» **WHAT IS ASKED**:
1. Which files does the shared buffer access patch change? Give each one's full path as listed in its summary.
2. Does the shared buffer access patch support each statement below? Answer yes or no for each, and quote the deciding words from the patch.
(a) The patch adds a compile time flag called MPROTECT_BUFFERS.
(b) The patch changes four files.
(c) ProtectMemoryPoolBuffers lets the shared buffers region be read but not written.

» **SOURCE EXTRACT**:
* * *
From ed7dcf633600b3a527ed52ffacd1b779da8b0235 Mon Sep 17 00:00:00 2001
From: Asim R P <apraveen@pivotal.io>
Date: Wed, 18 Jul 2018 18:32:40 -0700
Subject: [PATCH 1/2] Facility to detect shared buffer access violations

Using mprotect() to allow/disallow read/write access to one or more
shared buffers, this patch enables detection of shared buffer access
violations.  A new compile time flag "MPROTECT_BUFFERS"
(CFLAGS=-DMPROTECT_BUFFERS) is introduced to enable the detection.

A couple of violations have already been caught and fixed using this
facility: 130beba36d6dd46b8c527646f9f2433347cbfb11
---
 src/backend/storage/buffer/buf_init.c |  31 +++++++
 src/backend/storage/buffer/bufmgr.c   | 122 ++++++++++++++++++++++----
 src/backend/storage/ipc/shmem.c       |  18 ++++
 3 files changed, 153 insertions(+), 18 deletions(-)

diff --git a/src/backend/storage/buffer/buf_init.c b/src/backend/storage/buffer/buf_init.c
index 144a2cee6f..22e3d2821c 100644
--- a/src/backend/storage/buffer/buf_init.c
+++ b/src/backend/storage/buffer/buf_init.c
@@ -14,6 +14,11 @@
  */
 #include "postgres.h"
 
+#ifdef MPROTECT_BUFFERS
+#include <sys/mman.h>
+#include "miscadmin.h"
+#endif
+
 #include "storage/bufmgr.h"
 #include "storage/buf_internals.h"
 
@@ -24,6 +29,28 @@ LWLockMinimallyPadded *BufferIOLWLockArray = NULL;
 WritebackContext BackendWritebackContext;
 CkptSortItem *CkptBufferIds;
 
+#ifdef MPROTECT_BUFFERS
+/*
+ * Protect the entire shared buffers region such that neither read nor write
+ * is allowed.  Protection will change for specific buffers when accessed
+ * through buffer manager's interface.  The intent is to catch violation of
+ * buffer access rules.
+ */
+static void
+ProtectMemoryPoolBuffers()
+{
+	Size bufferBlocksTotalSize = mul_size((Size)NBuffers, (Size) BLCKSZ);
+	if (IsUnderPostmaster && IsNormalProcessingMode() &&
+		mprotect(BufferBlocks, bufferBlocksTotalSize, PROT_NONE))
* * *
» **INFORMATION SUPPLIED**:
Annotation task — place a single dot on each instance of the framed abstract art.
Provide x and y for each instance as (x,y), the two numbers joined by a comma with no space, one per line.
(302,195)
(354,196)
* * *
» **FINAL RESULTS**:
1.
- src/backend/storage/buffer/buf_init.c
- src/backend/storage/buffer/bufmgr.c
- src/backend/storage/ipc/shmem.c

2.
(a) Yes: "A new compile time flag "MPROTECT_BUFFERS""
(b) No: "3 files changed, 153 insertions(+), 18 deletions(-)"
(c) No: "neither read nor write"